▶ [Written task]: Pick out every line in the items below that contains the word "water", and copy each of those lines.

▶ [Entries supplied]:

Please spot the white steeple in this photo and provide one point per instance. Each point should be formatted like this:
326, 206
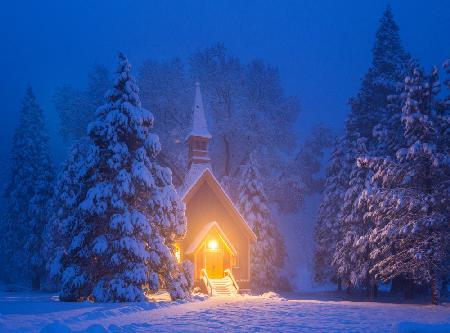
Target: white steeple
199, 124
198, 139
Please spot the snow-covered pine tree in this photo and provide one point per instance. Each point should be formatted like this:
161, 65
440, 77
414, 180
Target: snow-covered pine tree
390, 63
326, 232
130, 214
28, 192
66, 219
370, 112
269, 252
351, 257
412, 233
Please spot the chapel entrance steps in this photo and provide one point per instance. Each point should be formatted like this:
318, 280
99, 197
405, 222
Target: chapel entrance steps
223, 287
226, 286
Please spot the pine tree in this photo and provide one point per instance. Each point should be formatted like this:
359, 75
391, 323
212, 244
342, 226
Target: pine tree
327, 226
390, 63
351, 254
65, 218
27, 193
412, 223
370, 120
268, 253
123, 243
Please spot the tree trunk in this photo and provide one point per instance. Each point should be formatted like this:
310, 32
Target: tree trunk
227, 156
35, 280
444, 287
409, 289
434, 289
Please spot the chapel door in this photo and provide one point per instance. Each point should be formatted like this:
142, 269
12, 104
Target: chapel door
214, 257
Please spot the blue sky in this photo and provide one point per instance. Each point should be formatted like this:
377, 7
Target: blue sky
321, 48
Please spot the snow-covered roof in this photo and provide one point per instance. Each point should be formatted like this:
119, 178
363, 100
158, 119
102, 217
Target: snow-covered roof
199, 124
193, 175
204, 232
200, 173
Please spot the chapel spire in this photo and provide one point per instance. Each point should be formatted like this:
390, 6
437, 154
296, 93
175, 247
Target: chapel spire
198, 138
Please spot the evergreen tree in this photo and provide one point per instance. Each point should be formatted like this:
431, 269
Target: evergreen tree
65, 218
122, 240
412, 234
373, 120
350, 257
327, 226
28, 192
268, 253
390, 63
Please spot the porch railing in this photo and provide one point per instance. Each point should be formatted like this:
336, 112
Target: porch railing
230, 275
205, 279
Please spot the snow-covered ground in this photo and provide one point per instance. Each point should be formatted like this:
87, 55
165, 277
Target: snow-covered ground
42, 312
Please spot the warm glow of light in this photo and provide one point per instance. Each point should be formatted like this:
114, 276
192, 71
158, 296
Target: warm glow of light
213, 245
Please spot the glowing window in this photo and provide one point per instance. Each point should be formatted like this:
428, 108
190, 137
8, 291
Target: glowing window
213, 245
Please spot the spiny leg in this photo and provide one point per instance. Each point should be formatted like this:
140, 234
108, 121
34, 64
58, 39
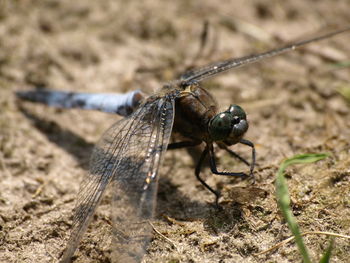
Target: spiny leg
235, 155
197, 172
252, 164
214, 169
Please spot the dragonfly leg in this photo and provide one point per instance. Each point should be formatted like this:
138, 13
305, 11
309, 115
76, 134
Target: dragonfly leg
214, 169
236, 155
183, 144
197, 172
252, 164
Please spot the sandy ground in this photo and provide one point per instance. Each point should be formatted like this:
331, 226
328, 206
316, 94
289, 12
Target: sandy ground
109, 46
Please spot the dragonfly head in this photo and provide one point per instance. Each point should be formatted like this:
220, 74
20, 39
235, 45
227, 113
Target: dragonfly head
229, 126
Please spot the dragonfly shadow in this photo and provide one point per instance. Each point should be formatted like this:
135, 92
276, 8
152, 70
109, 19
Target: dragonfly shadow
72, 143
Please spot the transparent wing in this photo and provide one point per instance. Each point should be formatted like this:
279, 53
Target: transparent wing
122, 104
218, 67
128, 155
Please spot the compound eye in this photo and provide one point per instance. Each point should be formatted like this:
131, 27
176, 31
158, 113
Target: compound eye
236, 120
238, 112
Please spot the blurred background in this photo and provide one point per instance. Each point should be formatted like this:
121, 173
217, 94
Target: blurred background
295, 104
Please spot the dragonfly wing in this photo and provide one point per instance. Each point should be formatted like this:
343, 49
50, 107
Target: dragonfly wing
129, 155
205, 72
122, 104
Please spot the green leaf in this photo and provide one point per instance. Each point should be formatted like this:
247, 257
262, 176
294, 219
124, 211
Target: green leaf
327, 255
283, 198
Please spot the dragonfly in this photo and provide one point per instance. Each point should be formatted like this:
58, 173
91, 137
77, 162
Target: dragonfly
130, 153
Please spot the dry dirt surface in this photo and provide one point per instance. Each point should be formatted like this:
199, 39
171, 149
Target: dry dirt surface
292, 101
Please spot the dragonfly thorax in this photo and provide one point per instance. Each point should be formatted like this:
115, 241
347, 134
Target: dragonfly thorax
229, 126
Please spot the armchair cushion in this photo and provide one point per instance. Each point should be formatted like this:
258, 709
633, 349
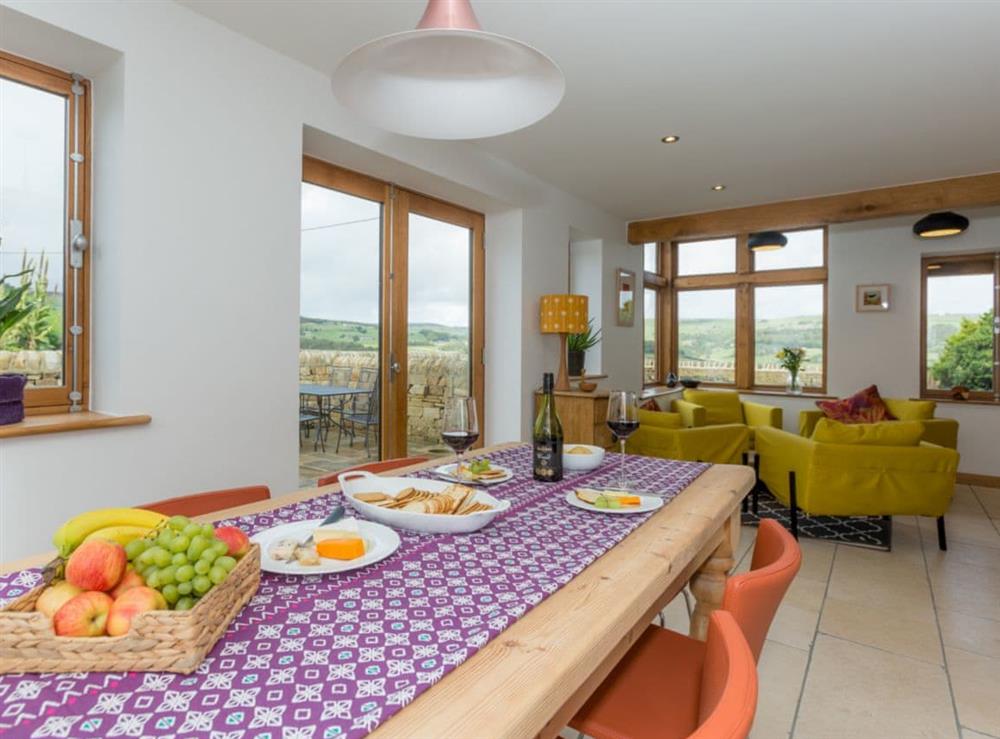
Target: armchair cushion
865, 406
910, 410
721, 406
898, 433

* * *

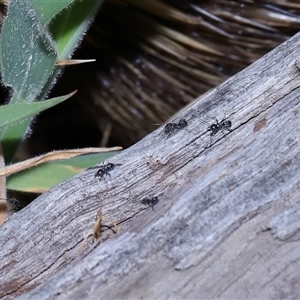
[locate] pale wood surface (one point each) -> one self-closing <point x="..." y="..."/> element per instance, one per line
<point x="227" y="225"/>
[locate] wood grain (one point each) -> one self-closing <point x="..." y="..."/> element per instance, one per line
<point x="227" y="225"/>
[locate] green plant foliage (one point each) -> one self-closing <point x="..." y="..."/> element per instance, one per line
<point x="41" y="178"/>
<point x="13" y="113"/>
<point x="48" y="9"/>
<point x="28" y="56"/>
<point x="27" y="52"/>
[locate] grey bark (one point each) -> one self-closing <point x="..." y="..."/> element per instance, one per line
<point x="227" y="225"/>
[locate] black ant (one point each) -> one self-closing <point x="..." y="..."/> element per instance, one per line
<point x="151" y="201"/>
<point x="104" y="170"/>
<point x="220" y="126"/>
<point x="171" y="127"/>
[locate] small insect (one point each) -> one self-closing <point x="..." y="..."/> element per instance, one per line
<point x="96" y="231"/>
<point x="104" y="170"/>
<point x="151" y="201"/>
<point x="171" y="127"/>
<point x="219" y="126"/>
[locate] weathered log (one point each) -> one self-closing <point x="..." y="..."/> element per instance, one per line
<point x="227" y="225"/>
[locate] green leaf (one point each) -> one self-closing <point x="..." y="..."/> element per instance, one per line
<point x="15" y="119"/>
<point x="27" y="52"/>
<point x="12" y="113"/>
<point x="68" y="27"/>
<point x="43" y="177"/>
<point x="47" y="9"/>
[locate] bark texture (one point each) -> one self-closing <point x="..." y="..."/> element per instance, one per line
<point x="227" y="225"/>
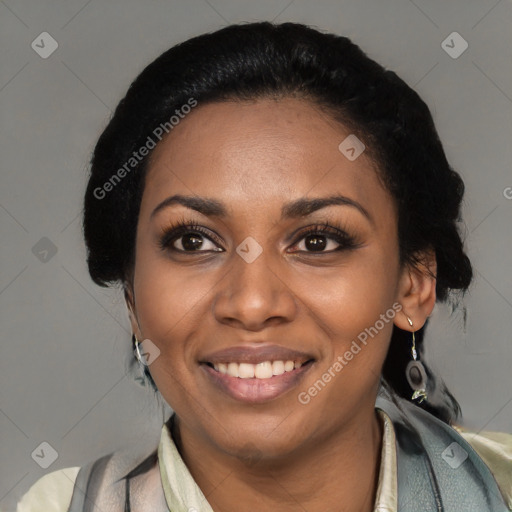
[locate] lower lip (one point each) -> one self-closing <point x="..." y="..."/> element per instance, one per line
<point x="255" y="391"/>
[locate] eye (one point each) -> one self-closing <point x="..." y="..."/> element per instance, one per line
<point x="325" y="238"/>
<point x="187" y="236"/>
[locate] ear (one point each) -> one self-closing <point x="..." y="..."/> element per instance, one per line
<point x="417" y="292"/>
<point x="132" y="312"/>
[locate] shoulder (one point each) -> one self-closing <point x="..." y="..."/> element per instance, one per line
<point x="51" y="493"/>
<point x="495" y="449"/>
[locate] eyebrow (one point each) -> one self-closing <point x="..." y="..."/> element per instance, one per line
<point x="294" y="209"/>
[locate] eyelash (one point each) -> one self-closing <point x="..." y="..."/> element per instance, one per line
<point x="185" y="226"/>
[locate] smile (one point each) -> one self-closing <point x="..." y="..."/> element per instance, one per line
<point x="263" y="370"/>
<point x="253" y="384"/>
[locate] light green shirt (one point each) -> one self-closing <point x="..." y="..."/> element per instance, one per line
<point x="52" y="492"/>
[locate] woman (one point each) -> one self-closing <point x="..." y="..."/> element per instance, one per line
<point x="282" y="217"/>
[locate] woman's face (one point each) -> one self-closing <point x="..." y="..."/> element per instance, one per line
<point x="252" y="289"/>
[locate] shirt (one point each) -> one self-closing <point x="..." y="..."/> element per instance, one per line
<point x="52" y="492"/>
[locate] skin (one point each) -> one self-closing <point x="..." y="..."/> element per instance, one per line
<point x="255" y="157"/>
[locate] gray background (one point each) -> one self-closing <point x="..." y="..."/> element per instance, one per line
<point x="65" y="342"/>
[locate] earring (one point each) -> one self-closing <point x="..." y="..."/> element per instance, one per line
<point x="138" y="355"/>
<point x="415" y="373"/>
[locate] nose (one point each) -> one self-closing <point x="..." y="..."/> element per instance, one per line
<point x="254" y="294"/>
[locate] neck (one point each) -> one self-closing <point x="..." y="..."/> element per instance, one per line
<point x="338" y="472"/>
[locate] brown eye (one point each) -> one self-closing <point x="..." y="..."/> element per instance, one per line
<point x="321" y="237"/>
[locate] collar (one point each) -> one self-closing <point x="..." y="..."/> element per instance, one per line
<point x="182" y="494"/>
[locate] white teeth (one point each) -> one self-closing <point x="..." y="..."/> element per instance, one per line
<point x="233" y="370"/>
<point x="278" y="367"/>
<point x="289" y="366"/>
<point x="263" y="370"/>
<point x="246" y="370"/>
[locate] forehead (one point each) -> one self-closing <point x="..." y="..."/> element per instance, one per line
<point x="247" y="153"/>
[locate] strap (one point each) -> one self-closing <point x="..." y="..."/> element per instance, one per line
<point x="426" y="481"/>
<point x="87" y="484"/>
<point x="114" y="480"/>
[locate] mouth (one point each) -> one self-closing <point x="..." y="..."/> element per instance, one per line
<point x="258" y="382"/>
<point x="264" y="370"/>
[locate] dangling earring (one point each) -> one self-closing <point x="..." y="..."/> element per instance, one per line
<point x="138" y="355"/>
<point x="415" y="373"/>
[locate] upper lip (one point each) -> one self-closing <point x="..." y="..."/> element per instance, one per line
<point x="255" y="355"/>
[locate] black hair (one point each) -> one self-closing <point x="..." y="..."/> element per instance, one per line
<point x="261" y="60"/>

--

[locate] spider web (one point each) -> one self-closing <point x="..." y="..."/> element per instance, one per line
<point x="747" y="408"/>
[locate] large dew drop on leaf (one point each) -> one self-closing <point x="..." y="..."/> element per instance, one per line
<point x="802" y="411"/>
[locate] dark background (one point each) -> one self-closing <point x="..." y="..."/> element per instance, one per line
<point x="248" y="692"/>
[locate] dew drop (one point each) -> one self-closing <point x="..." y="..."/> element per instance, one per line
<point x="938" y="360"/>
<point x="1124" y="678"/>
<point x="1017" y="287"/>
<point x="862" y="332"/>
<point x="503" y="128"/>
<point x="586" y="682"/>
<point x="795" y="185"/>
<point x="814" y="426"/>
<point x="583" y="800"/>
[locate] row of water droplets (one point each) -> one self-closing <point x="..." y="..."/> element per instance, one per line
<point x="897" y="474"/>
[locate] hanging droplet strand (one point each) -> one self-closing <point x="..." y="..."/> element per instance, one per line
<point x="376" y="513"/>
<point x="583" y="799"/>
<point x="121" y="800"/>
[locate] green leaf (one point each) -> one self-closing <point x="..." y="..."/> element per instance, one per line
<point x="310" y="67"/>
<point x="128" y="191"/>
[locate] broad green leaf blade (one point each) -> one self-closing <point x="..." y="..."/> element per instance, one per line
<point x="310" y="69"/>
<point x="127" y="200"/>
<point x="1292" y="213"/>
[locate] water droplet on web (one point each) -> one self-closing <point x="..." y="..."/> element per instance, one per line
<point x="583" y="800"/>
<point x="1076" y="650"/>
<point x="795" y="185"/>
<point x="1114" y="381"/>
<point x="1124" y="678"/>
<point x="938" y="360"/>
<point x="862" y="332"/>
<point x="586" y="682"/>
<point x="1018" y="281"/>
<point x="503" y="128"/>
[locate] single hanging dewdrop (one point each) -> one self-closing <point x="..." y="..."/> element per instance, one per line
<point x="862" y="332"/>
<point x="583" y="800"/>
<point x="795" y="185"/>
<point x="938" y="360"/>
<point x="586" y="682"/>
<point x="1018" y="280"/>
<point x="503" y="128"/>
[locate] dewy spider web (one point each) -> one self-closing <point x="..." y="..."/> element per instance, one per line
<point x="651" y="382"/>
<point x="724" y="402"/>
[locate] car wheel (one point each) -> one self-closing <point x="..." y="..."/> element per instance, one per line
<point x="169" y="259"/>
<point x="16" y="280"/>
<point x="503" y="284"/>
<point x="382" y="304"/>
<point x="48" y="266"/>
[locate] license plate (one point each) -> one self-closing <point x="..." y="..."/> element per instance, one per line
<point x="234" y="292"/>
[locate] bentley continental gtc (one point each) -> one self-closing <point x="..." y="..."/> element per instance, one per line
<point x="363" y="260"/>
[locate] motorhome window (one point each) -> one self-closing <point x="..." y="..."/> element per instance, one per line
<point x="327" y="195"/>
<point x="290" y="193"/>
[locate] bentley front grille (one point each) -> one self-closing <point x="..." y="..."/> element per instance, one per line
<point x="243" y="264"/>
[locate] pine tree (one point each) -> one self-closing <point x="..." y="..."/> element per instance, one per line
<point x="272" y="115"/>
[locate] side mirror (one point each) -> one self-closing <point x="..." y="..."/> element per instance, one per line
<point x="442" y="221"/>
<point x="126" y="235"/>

▶ [Written answer]:
[locate] row of water droplets (one point each) -> one self-closing <point x="..." y="..."/> element per instance, one per line
[locate] water droplet on web (one point each) -> one self-closing <point x="..." y="..."/> element per instance, one per line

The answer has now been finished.